● Texto fuente
· · · · · · ·

Un grupo de expresidentes latinoamericanos se ha puesto en la tarea de analizar el tema del narcotráfico, este terrible flagelo que azota sin piedad y sin término a nuestros pueblos. Y han llegado a una conclusión desesperanzadora y sin horizontes: la guerra contra el narcotráfico «es una guerra perdida». La consecuencia de esta conclusión parece obvia: la comunidad internacional debe legalizar, no solo el consumo de estupefacientes, sino toda la cadena que empieza en las montañas y selvas de Colombia y otros países y termina en las calles de las ciudades del mundo entero, con millones de consumidores, muchos de ellos todavía niños, que destruyen sus vidas inmersos en un consumo del que muy pocos logran salir.
Pero millones de colombianos –la inmensa mayoría– rechazamos con energía y coraje tan desoladora conclusión. Nos negamos a aceptar que el mundo se arrodille ante unos criminales que han superado las fronteras de la bestialidad, y han desafiado el poder coactivo de los estados para crear organizaciones delincuenciales capaces de llegar a todos los rincones. Nos negamos a aceptar que el sufrimiento y la sangre derramada de tantos compatriotas que ofrendaron heroicamente sus vidas o fueron mutilados por las bombas enterradas por los narcotraficantes, fueron inútiles. Nos negamos a decirles a las madres, a las viudas, a los huérfanos de nuestros militares y policías caídos en combate, que ahora sembrar marihuana, cocaína o amapola será una actividad tan decente y honorable como sembrar café o cacao, y que la bonanza de estupefacientes que se vislumbra reemplazará con creces las divisas que estamos perdiendo en la actual crisis petrolera.
No es cierto que la guerra contra el narcotráfico sea una guerra perdida. Quizás lo que se perdió fue la voluntad política, la decisión ética y moral de enfrentar con energía y con todo el poder del Estado este delito. Como presidente de mi país, desde las semanas previas a mi posesión, con mi equipo de asesores definimos las bases de lo que se llamaría «El Plan Colombia», que con el apoyo entusiasta y decidido del presidente Clinton, posteriormente del presidente Bush y del Congreso de los Estados Unidos, cambió el panorama del combate a los narcocultivos. Cuando me posesioné, el 7 de agosto de 1998, había en Colombia 180.000 hectáreas sembradas de coca, los cultivos ilícitos crecían día a día, y mi antecesor Ernesto Samper había perdido la visa para entrar al territorio norteamericano, al haberse comprobado que su campaña había sido financiada por el narcotráfico. Cuatro años más tarde, cuando le entregué la Presidencia a mi sucesor, el presidente Álvaro Uribe Vélez, quedaban apenas 90.000 hectáreas sembradas de coca en el territorio colombiano, y los comandantes de las FARC, el mayor cártel del mundo, huían hacia otros países o buscaban con desespero refugio en sus escondites en la selva.

· · · · · · ·

● Qué hacer
Copia de nuevo el texto fuente empezando en "Un grupo de" y terminando en "pocos logran salir.", y cambia "narcotráfico" por "tráfico de drogas".

· · · · · · ·

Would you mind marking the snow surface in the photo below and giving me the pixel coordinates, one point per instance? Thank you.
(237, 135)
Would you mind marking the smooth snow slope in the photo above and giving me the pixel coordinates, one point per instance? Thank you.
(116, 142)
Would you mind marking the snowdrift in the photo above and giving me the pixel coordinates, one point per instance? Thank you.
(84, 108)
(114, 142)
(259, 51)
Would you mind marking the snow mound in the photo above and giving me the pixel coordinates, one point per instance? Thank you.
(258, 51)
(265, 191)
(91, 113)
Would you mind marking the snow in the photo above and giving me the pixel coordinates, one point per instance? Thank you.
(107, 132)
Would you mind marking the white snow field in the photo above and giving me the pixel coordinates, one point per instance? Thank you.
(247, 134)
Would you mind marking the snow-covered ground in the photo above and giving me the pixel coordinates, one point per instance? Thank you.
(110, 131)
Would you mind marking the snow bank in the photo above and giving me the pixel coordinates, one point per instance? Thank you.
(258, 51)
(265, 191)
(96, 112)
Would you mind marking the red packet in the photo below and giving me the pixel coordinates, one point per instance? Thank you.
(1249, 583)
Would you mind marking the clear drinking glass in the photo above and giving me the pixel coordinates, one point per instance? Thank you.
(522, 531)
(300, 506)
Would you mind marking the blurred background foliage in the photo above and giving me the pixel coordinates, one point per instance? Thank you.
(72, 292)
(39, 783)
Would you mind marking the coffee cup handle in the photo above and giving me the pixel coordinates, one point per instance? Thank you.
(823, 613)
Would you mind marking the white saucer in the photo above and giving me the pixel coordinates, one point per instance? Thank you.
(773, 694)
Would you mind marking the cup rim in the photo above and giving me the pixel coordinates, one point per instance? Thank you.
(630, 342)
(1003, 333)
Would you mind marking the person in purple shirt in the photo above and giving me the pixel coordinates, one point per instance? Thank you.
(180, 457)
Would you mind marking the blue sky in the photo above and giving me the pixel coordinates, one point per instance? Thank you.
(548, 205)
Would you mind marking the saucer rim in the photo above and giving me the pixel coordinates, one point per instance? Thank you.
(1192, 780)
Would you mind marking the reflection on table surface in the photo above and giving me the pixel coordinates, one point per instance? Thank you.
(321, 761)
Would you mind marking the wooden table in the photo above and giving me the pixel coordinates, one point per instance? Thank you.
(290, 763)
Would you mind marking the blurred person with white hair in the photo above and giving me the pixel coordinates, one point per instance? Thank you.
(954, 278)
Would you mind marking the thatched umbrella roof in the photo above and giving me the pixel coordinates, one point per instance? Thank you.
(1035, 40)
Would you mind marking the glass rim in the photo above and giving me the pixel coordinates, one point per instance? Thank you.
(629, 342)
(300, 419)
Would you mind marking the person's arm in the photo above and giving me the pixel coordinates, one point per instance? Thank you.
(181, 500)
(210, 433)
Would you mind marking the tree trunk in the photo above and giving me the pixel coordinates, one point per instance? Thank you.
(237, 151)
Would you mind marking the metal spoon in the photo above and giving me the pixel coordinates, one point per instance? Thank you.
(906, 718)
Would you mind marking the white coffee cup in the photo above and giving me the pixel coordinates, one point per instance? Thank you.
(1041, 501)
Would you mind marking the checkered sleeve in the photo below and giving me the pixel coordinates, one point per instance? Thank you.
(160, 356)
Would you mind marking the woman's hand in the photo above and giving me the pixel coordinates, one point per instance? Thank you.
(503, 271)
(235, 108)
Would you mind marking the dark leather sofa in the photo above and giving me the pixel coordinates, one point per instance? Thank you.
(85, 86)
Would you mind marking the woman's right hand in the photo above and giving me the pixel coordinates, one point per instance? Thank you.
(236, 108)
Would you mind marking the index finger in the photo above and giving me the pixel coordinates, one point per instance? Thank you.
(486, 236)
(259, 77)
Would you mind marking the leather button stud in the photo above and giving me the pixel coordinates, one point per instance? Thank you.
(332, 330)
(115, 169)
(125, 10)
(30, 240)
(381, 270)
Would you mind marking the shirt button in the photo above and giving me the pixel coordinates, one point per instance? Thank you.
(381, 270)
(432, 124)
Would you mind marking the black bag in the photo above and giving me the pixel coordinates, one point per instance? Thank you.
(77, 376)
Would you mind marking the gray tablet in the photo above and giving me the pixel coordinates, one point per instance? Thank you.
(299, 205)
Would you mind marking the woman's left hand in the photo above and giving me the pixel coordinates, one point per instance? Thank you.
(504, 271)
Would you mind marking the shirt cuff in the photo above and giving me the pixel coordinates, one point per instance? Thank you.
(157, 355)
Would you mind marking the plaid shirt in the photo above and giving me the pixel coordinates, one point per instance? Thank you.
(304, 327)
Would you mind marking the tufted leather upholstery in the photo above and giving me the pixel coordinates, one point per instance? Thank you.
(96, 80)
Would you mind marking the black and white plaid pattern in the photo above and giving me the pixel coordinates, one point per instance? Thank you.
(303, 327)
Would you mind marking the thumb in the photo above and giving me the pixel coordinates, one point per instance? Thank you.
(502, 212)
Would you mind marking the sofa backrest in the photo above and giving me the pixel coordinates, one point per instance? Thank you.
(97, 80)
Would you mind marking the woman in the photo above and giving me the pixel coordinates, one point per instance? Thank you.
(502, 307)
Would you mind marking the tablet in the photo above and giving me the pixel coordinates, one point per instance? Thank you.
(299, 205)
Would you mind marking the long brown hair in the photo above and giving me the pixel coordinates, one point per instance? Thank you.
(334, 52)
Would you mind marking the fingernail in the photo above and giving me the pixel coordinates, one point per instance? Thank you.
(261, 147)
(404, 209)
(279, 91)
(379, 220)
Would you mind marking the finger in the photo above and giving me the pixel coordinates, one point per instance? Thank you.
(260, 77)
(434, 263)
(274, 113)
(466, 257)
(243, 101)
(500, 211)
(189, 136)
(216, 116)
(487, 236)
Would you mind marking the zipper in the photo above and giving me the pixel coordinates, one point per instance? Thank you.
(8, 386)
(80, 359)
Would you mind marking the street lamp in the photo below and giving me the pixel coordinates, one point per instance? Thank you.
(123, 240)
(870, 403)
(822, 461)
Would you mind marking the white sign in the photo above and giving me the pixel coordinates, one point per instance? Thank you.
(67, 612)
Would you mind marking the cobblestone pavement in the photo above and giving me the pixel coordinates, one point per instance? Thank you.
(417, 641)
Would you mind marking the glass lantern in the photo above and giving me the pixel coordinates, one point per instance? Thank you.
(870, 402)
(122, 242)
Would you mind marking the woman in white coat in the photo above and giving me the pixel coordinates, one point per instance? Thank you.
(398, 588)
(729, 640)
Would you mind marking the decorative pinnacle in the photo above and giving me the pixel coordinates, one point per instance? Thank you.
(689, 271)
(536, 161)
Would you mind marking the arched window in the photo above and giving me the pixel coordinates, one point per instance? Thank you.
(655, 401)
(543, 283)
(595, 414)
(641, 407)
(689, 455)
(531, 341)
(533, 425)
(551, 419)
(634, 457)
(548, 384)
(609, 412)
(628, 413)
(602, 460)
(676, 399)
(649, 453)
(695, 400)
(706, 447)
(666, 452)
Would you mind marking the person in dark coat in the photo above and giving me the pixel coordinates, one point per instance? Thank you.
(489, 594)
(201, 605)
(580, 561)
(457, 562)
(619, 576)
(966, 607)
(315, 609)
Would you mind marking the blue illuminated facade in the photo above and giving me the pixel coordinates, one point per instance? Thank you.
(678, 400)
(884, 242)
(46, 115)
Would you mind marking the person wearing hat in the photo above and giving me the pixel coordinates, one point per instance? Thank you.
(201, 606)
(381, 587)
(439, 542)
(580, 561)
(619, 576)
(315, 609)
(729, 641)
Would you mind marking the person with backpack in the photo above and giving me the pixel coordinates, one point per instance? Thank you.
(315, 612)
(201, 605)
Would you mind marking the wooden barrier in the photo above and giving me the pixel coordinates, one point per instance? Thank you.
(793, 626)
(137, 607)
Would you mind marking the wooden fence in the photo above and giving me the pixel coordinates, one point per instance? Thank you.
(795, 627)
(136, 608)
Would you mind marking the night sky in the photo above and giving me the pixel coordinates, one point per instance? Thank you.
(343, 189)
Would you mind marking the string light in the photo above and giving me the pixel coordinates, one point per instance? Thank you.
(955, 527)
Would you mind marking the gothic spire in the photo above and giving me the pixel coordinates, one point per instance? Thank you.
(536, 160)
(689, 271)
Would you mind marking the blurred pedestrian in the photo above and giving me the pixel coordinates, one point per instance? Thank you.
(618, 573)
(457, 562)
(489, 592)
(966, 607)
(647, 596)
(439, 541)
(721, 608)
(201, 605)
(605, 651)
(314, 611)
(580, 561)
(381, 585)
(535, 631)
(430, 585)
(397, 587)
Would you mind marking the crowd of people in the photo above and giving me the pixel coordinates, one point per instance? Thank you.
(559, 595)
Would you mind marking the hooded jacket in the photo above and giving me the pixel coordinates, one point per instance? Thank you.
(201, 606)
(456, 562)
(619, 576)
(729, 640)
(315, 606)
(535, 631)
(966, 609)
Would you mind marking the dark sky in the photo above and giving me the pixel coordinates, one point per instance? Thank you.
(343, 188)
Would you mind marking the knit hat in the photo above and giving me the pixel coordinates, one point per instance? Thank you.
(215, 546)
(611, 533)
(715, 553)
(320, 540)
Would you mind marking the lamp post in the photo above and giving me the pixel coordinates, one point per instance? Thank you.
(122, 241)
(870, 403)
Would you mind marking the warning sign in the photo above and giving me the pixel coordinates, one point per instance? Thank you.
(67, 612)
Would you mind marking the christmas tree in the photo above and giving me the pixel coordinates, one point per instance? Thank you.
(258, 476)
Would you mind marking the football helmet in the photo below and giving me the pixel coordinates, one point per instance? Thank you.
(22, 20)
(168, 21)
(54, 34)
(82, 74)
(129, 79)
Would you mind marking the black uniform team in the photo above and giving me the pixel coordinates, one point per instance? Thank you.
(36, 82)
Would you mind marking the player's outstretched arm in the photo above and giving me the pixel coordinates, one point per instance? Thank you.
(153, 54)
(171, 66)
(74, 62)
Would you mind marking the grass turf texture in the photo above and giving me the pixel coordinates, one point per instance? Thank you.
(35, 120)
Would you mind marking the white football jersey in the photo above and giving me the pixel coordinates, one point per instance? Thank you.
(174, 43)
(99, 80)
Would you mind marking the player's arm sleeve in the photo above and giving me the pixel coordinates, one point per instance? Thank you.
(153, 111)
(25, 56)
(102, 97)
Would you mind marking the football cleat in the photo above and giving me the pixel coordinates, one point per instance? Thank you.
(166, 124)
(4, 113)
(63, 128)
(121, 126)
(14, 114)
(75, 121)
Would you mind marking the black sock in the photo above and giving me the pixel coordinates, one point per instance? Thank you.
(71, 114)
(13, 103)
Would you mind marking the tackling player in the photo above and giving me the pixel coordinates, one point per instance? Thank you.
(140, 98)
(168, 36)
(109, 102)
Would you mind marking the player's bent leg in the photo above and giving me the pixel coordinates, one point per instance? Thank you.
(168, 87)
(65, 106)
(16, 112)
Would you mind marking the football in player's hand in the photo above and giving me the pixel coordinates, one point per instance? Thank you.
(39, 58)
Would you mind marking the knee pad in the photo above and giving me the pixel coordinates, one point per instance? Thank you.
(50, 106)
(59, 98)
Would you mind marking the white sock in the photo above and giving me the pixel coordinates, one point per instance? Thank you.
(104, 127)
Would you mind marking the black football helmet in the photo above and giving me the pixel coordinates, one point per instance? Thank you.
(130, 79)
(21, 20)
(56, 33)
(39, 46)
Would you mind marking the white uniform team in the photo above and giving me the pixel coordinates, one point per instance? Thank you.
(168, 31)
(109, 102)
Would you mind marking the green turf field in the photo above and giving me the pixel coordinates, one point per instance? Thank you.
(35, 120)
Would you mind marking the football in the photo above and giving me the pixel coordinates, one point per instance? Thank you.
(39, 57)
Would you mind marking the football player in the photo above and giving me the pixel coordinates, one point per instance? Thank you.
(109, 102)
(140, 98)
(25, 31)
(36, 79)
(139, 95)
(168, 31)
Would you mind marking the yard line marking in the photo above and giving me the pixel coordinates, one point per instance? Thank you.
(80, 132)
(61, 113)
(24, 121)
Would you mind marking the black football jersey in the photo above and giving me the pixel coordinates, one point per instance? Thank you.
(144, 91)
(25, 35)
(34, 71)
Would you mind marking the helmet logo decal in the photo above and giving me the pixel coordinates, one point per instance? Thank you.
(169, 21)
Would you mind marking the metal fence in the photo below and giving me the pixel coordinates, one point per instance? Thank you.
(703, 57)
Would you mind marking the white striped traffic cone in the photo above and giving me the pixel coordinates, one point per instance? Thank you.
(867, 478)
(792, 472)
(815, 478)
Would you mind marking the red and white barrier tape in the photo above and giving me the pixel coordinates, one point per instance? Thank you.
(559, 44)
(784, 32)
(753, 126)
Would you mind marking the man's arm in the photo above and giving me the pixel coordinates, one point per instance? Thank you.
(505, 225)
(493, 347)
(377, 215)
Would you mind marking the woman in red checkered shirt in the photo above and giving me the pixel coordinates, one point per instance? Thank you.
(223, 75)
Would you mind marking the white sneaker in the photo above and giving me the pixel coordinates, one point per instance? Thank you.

· · · · · · ·

● Resultado del ejercicio
Un grupo de expresidentes latinoamericanos se ha puesto en la tarea de analizar el tema del tráfico de drogas, este terrible flagelo que azota sin piedad y sin término a nuestros pueblos. Y han llegado a una conclusión desesperanzadora y sin horizontes: la guerra contra el tráfico de drogas «es una guerra perdida». La consecuencia de esta conclusión parece obvia: la comunidad internacional debe legalizar, no solo el consumo de estupefacientes, sino toda la cadena que empieza en las montañas y selvas de Colombia y otros países y termina en las calles de las ciudades del mundo entero, con millones de consumidores, muchos de ellos todavía niños, que destruyen sus vidas inmersos en un consumo del que muy pocos logran salir.